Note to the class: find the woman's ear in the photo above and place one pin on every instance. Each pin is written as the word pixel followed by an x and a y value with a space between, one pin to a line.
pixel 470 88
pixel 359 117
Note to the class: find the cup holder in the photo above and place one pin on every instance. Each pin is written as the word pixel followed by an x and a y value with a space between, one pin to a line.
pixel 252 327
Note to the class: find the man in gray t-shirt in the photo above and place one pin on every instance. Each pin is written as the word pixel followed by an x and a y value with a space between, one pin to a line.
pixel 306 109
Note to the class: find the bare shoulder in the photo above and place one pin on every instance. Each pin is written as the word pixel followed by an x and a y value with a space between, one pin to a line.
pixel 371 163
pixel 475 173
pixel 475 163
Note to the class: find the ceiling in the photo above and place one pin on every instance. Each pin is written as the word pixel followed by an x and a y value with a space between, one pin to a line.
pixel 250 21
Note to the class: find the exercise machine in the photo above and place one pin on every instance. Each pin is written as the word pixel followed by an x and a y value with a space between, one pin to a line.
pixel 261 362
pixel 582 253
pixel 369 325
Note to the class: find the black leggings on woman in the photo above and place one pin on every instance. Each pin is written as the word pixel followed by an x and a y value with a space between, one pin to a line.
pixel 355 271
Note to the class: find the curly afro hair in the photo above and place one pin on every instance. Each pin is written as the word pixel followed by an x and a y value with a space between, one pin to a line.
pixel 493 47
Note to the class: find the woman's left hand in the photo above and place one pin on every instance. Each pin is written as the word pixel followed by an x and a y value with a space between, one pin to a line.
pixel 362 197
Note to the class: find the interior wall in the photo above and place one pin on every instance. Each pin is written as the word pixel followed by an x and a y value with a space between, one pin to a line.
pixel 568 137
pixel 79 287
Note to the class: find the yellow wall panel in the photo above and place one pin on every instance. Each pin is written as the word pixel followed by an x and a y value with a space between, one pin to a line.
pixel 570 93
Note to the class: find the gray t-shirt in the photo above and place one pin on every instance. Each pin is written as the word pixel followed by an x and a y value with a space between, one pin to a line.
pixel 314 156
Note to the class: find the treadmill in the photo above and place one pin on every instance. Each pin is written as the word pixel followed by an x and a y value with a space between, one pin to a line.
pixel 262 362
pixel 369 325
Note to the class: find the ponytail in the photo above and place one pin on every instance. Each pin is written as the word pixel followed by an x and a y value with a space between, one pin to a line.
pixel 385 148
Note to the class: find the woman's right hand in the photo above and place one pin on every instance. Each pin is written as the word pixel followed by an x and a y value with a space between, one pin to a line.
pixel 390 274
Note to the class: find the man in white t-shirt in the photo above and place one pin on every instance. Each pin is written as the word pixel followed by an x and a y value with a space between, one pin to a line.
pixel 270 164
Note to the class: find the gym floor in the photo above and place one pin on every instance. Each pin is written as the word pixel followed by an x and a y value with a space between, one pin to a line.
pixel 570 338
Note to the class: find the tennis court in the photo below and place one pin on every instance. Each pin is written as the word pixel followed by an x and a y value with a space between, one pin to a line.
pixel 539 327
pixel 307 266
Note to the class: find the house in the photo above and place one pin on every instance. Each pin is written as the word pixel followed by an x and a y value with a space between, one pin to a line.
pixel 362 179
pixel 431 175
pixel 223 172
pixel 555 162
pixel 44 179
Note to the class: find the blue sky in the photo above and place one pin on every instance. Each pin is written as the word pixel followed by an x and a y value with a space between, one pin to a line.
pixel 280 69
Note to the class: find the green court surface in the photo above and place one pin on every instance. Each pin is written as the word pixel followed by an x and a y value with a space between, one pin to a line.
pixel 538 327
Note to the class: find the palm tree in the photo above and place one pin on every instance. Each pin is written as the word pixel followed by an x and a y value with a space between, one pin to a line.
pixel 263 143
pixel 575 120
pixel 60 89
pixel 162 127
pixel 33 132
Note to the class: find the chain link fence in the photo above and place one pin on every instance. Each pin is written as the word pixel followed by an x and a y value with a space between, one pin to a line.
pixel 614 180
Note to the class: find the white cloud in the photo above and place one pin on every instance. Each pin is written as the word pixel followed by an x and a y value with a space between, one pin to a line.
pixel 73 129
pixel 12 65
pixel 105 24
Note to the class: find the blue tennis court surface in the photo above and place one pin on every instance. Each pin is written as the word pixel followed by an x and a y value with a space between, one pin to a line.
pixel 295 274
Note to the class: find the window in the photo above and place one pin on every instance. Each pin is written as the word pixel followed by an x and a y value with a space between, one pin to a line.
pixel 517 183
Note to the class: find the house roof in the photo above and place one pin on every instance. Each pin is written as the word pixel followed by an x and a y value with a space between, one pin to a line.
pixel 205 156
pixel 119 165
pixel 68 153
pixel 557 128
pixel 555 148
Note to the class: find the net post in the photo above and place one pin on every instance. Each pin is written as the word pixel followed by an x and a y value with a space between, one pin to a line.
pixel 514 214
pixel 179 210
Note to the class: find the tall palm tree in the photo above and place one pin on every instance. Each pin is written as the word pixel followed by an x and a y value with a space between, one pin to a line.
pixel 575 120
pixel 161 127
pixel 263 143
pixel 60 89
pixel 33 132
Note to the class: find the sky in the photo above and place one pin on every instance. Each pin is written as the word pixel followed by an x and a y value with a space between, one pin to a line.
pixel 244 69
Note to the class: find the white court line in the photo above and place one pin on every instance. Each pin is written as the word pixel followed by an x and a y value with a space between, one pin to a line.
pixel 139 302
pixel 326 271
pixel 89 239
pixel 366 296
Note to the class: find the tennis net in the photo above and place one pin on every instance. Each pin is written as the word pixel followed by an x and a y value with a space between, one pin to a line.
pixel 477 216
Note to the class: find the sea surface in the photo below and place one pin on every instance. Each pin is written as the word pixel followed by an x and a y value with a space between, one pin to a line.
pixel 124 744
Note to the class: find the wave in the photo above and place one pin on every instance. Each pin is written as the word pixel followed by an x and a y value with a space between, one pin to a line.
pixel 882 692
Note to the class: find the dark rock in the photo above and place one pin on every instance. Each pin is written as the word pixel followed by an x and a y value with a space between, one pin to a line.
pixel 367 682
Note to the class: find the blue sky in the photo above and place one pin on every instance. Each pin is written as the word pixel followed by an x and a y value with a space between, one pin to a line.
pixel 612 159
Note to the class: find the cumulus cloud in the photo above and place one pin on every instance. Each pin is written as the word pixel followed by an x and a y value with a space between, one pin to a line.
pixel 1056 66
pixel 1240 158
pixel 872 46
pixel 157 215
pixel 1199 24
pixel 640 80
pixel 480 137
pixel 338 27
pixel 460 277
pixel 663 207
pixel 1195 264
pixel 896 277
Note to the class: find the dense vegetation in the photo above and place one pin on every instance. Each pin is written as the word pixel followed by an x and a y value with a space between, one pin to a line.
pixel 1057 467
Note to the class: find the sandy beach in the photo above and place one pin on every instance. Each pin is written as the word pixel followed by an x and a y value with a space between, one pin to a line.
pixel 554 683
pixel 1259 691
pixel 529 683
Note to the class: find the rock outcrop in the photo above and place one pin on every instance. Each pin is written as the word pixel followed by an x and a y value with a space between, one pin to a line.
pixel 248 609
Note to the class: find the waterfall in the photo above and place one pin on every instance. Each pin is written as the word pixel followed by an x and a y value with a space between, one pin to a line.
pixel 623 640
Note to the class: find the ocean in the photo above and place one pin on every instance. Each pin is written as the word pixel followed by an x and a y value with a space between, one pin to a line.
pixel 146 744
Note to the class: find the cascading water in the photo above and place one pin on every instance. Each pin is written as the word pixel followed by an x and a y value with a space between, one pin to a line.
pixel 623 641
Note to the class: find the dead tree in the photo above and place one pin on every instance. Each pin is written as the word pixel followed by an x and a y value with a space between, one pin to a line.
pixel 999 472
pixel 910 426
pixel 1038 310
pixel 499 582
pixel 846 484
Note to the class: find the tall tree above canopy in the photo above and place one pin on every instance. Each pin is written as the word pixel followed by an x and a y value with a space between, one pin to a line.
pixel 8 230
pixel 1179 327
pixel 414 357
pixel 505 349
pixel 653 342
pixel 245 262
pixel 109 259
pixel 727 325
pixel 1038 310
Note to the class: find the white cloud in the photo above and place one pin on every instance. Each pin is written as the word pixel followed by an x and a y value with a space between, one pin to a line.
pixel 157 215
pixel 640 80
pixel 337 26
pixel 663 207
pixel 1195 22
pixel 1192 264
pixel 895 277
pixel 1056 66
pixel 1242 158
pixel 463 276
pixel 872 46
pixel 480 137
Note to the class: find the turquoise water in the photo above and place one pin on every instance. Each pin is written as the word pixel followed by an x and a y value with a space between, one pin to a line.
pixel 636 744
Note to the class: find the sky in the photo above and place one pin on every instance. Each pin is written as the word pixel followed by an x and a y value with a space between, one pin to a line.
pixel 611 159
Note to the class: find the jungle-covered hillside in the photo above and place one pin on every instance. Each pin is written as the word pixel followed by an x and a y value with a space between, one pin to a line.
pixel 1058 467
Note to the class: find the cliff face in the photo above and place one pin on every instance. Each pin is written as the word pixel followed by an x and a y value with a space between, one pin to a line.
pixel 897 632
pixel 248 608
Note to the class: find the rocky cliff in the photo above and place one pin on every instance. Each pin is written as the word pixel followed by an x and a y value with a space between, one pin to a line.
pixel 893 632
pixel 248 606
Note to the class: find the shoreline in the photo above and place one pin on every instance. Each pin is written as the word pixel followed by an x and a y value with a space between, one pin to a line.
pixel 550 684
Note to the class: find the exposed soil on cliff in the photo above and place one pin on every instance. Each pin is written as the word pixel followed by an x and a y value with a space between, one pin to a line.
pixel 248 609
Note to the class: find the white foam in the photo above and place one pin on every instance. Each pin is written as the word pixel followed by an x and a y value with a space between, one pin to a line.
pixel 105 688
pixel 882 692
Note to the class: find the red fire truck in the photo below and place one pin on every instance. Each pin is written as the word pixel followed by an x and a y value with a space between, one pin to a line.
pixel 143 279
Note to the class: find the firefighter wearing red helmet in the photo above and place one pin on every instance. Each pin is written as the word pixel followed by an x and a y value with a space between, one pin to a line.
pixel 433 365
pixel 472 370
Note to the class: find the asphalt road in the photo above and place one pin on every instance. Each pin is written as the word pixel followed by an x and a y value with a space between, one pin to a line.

▶ [WHAT YOU NEED TO DO] Exactly and only the lines from the one containing "Note to the class: find the exposed" to the end of the entries above are to be written out.

▶ [COMPLETED EXERCISE]
Note to the class: find the exposed soil on cliff in the photo above and place one pin on every instance. Each pin is written as the word pixel followed by an x and a y value with a space between, one pin to a line.
pixel 248 609
Note to the class: find the white foam in the photo above and place one pin on every instance. Each pin is written as the word pixel followed by an x and a y value with a space between, one pin to a line.
pixel 105 688
pixel 882 692
Note to the class: find the red fire truck in the photo below and place one pin on every instance. Each pin is written as the word pixel followed by an x and a y value with a space between, one pin to a line.
pixel 143 279
Note to the class: find the firefighter wearing red helmet in the photo above and place one pin on every instance. Each pin is written as the word pixel followed by an x and a y value with a space between, one pin to a line.
pixel 433 365
pixel 472 370
Note to the class: find the asphalt road in the photo above and place one pin on every instance. Each pin is written as the word pixel followed by an x and a y value with a space between, one pin to a line.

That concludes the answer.